──────── PROVIDED DATA ────────

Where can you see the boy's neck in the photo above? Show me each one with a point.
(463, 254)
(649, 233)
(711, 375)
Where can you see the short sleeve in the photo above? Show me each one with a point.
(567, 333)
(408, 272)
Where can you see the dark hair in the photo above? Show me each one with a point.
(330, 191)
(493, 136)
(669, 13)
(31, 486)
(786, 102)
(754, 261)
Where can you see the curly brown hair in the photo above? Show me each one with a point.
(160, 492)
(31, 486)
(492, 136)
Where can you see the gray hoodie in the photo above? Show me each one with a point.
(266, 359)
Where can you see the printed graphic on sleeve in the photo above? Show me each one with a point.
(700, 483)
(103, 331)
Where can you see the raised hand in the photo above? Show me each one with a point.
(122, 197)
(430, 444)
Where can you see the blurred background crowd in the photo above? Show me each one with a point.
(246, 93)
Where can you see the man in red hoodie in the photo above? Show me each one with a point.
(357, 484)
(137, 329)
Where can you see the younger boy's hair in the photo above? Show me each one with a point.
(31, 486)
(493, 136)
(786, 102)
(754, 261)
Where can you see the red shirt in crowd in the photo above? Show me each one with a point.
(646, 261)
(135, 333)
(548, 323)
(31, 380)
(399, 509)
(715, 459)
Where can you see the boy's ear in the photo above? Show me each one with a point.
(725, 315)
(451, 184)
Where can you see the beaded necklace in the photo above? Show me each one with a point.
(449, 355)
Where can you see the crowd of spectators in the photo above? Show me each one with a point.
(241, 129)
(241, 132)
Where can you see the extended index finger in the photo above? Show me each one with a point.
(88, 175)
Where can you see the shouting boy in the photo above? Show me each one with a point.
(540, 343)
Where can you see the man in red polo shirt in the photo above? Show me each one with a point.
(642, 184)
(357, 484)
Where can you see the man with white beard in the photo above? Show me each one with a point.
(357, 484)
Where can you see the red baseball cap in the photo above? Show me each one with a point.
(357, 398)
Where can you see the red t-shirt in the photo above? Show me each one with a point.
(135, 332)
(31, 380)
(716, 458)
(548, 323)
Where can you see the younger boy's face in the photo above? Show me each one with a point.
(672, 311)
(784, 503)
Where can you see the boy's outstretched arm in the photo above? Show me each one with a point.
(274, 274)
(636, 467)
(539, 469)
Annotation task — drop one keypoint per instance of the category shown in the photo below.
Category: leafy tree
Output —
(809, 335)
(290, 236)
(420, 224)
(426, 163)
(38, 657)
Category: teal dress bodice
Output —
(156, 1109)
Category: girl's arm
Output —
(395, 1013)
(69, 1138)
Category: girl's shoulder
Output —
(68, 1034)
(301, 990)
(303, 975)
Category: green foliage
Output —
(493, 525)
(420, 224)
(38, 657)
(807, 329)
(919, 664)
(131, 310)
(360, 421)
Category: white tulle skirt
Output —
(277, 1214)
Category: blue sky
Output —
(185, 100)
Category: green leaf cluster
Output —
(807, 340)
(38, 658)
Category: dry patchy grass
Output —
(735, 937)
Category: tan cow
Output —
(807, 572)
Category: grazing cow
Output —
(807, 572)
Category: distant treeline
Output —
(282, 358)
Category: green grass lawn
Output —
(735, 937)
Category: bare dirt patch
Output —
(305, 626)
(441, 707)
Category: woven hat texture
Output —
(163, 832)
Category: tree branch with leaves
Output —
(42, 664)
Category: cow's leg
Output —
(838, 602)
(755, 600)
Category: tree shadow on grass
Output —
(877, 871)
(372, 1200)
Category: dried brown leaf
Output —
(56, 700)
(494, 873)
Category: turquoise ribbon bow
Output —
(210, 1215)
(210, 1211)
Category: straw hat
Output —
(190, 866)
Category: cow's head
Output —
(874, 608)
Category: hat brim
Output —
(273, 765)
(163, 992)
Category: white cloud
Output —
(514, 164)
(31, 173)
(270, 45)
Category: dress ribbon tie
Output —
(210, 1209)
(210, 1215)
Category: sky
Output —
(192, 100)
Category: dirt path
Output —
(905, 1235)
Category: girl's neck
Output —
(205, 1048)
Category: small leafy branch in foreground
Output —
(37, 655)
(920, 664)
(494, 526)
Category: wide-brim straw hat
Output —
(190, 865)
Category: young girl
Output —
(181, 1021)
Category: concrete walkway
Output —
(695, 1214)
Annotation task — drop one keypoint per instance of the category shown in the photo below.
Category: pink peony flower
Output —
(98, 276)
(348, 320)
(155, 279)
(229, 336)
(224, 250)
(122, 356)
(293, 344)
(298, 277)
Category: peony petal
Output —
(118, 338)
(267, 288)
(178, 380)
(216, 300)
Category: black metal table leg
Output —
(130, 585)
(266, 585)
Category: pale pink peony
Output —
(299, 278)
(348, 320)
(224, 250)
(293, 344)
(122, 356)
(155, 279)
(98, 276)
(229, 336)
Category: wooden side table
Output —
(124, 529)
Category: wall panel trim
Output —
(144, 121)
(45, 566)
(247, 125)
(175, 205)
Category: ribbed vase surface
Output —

────────

▶ _GOAL OF THE EXERCISE_: Rewrite all of the material with every occurrence of "Show me each one with a point" replaced by "Mark each one with a point", keeping the rest of each line unchanged.

▶ _RESULT OF THIS TASK_:
Where can you see the boy's neck in the photo above? Mark each one with a point.
(463, 254)
(649, 233)
(711, 375)
Where can you see the short sleeve in the photo above? Mark each one with a point.
(567, 333)
(408, 272)
Where can you see the dark hair in the photo above? Mark each one with a point.
(330, 191)
(493, 136)
(669, 13)
(31, 486)
(786, 102)
(754, 261)
Where can you see the curly brown hair in the photo above? Mark each one with a point.
(160, 492)
(31, 486)
(492, 136)
Where can you see the gray hoodie in the photo above? Mark each one with a point.
(266, 359)
Where can you see the printed graphic on sleeve in the photo above? Mark each one with a point.
(700, 483)
(103, 331)
Where can you see the raised hand in the photo above? Mark each one with a point.
(122, 197)
(430, 444)
Where can you see the blurred background crowd in the photo above? Mark each one with a point.
(246, 93)
Where can you see the man in red hoodie in the photo above? Mark each one with a point.
(357, 484)
(137, 329)
Where can you see the younger boy's hair in the photo above? Mark each one with a point.
(31, 486)
(493, 136)
(786, 102)
(754, 261)
Where can you see the red shirt in crowd in the photo above? Mark each one with a point.
(646, 261)
(135, 333)
(548, 323)
(31, 380)
(399, 509)
(715, 459)
Where can you see the boy's ear in the photo above? Mark each one with a point.
(725, 315)
(451, 184)
Where can you see the beaded necklace in the photo above? Mark each one with a point.
(449, 355)
Where can you see the crowd of spectators in the photo above? Mark each one with a point.
(241, 129)
(241, 132)
Where can you see the extended index finger in the photo above? Mark each one with a point.
(88, 175)
Where can you see the shouting boy in the photo above? Mark each one with a point.
(540, 343)
Where can you see the man in red polo shirt in the photo above? Mark each one with a point.
(642, 184)
(357, 484)
Where can you see the man with white beard in the photo above? Mark each one with a point.
(357, 484)
Where can you see the red baseball cap in the photo above? Mark each one with a point.
(357, 398)
Where can you see the red t-shirt in the photo above? Mark each one with a point.
(135, 332)
(31, 380)
(716, 458)
(548, 323)
Where can you see the younger boy's face in the photo above? Mark each one with a point.
(672, 311)
(784, 503)
Where can you see the boy's outstretched arm in the photo above? Mark each one with a point.
(274, 274)
(636, 467)
(539, 469)
Annotation task — drop one keypoint per instance of the category shown in the photo below.
Category: leafy tree
Output —
(809, 335)
(290, 236)
(420, 224)
(426, 163)
(38, 657)
Category: teal dress bodice
Output —
(156, 1109)
Category: girl's arm
Output —
(395, 1013)
(69, 1138)
Category: girl's shoulder
Output —
(68, 1034)
(301, 990)
(303, 975)
Category: green foliage
Output —
(493, 525)
(420, 224)
(38, 657)
(807, 329)
(919, 664)
(131, 310)
(360, 421)
Category: white tulle skirt
Output —
(277, 1214)
Category: blue sky
Output —
(185, 100)
Category: green leaf cluster
Output —
(807, 340)
(38, 658)
Category: dry patchy grass
Output —
(735, 937)
Category: tan cow
Output —
(807, 572)
Category: grazing cow
Output —
(807, 572)
Category: distant treeline
Output —
(282, 358)
Category: green grass lawn
Output —
(735, 937)
Category: bare dirt patch
Output —
(305, 626)
(441, 707)
Category: woven hat texture
Output —
(163, 832)
Category: tree branch with leaves
Output —
(42, 664)
Category: cow's leg
Output —
(838, 602)
(755, 600)
Category: tree shadow on grass
Output —
(877, 871)
(372, 1200)
Category: dried brown leaf
Output —
(56, 700)
(494, 873)
Category: turquoise ribbon bow
Output —
(210, 1215)
(210, 1211)
Category: straw hat
Output —
(190, 866)
Category: cow's head
Output —
(874, 608)
Category: hat brim
Output —
(273, 765)
(163, 992)
Category: white cloud
Output —
(514, 164)
(31, 173)
(270, 45)
Category: dress ribbon tie
Output —
(210, 1209)
(210, 1215)
Category: sky
Output —
(192, 100)
Category: dirt path
Output —
(905, 1235)
Category: girl's neck
Output —
(205, 1048)
Category: small leafy branch in foreground
Output —
(37, 655)
(920, 664)
(494, 526)
Category: wide-brim straw hat
Output —
(190, 865)
Category: young girl
Output —
(181, 1021)
Category: concrete walkway
Output —
(695, 1214)
Annotation task — drop one keypoint per instance of the category shown in the photo below.
Category: pink peony flower
Output —
(98, 276)
(348, 320)
(155, 279)
(229, 336)
(224, 250)
(122, 356)
(293, 344)
(298, 277)
Category: peony petal
Output —
(118, 338)
(267, 288)
(178, 380)
(216, 300)
Category: black metal table leg
Output —
(130, 585)
(266, 585)
Category: pale pink peony
Output —
(299, 278)
(348, 320)
(224, 250)
(293, 344)
(122, 356)
(155, 279)
(98, 276)
(229, 336)
Category: wooden side table
Output —
(124, 529)
Category: wall panel trim
Output —
(144, 121)
(45, 566)
(247, 125)
(175, 205)
Category: ribbed vase surface
Output —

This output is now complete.